[Start]

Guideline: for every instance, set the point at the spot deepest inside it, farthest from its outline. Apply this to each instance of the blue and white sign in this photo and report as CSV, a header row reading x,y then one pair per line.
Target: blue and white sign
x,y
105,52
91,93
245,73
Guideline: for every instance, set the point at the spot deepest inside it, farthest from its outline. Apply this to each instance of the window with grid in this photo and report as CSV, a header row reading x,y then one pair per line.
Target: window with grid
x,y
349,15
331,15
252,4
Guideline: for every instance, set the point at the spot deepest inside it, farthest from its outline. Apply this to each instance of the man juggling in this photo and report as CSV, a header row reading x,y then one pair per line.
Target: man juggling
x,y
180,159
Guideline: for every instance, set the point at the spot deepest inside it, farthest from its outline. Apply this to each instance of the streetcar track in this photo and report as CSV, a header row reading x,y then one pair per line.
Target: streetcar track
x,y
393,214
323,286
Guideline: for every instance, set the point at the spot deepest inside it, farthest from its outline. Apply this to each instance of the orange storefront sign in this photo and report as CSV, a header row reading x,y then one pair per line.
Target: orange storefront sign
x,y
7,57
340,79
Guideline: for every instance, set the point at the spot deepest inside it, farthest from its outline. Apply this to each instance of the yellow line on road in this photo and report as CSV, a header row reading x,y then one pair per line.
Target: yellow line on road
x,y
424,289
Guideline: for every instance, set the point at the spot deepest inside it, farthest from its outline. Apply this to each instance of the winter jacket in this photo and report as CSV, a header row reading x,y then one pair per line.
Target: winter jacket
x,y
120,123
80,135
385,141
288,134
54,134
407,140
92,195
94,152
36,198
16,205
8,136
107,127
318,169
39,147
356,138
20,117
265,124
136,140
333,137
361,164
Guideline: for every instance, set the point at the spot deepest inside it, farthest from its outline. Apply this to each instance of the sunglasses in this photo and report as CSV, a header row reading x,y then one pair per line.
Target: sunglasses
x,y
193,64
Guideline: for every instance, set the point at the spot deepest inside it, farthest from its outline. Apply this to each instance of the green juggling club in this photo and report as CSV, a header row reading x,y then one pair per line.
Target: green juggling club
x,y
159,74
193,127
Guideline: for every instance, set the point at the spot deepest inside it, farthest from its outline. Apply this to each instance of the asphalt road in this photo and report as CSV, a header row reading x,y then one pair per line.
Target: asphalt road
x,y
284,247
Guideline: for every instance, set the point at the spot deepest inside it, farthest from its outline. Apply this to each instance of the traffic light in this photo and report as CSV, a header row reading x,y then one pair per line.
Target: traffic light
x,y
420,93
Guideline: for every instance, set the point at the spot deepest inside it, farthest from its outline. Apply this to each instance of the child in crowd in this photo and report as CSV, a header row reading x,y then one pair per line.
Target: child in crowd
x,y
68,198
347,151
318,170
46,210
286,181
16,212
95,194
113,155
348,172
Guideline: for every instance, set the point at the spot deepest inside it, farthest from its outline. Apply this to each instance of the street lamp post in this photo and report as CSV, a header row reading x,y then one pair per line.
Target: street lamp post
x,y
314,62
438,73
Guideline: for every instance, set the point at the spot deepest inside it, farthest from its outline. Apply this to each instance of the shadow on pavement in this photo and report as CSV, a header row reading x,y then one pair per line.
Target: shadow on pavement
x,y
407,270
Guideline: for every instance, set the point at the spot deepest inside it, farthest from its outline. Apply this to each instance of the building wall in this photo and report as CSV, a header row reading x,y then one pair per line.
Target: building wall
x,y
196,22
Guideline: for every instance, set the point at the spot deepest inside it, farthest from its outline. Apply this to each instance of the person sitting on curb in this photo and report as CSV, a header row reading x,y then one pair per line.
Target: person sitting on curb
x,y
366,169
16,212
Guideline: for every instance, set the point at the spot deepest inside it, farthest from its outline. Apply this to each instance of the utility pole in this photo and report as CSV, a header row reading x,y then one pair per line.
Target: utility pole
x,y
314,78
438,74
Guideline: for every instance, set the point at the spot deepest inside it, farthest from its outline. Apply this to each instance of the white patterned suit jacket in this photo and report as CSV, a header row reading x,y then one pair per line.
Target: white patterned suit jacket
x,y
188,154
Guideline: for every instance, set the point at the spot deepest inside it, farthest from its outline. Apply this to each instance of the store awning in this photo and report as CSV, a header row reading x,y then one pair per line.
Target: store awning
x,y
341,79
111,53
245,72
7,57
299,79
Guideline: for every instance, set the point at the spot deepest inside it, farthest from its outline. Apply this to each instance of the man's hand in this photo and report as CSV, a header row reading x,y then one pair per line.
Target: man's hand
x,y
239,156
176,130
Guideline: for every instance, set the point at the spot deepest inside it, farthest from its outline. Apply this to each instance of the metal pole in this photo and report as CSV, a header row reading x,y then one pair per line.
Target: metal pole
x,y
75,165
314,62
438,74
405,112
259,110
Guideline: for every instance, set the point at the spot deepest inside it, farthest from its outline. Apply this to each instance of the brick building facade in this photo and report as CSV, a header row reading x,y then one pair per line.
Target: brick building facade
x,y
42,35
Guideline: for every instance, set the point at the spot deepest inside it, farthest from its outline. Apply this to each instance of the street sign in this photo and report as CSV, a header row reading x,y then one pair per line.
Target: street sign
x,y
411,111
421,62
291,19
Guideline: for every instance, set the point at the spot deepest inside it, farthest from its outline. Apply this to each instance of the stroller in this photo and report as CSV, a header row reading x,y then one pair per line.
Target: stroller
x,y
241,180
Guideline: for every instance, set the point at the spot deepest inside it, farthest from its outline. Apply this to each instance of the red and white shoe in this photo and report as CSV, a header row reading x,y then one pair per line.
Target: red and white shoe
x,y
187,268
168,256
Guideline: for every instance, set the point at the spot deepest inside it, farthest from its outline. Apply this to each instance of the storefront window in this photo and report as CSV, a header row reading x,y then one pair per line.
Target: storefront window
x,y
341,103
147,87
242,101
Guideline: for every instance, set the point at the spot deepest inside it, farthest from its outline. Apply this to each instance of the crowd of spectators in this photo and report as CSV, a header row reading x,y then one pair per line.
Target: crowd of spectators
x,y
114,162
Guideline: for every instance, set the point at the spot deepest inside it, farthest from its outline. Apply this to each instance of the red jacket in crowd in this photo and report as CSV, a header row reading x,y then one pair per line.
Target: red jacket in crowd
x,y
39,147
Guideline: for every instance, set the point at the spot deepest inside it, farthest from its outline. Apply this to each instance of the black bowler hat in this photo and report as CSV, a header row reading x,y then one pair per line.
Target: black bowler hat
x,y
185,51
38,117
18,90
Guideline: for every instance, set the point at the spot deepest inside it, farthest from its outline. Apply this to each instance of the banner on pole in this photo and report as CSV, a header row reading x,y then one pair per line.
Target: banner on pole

[End]

**Instructions for the task**
Write out again, unchanged, every line from the line containing "of the storefront" to the final line of the material above.

**Solution**
Guideline: for every instance, set the point at the spot deepest inside it, farthest from its outline. Apply this to each instance of the storefront window in this photo and report as CSV, a header row reading x,y then one pair per line.
Target: storefront window
x,y
341,103
147,87
242,101
Guideline: for every instance, set the point at the spot deepest inside it, farthest from its outline. Apply this to each instance of the crowd of spectators in this photo and report as CSV, a header row reading x,y then one pair per line.
Target: crowd of spectators
x,y
114,162
Guideline: for every instance, set the point at the spot deepest inside it, farthest from its outline. Apply this to each instance of the red jacket in crowd in this photo and report as CSV, a header row reading x,y then one pair per line.
Target: red jacket in crowd
x,y
39,147
Guideline: for every instance, set the point at the spot deepest inside it, farthest from its outline. Apply this to each instance of the black bowler hat in this photo and report as CSV, a header row reading x,y then one pair per line.
Target: black bowler hat
x,y
185,51
38,117
18,90
Guideline: for every instance, set the point at the spot deepest inside it, farthest from its outline. Apply this to each instance of the banner on pole in this photo and report as CSV, a header row reading x,y then one pair per line.
Target: banner on pole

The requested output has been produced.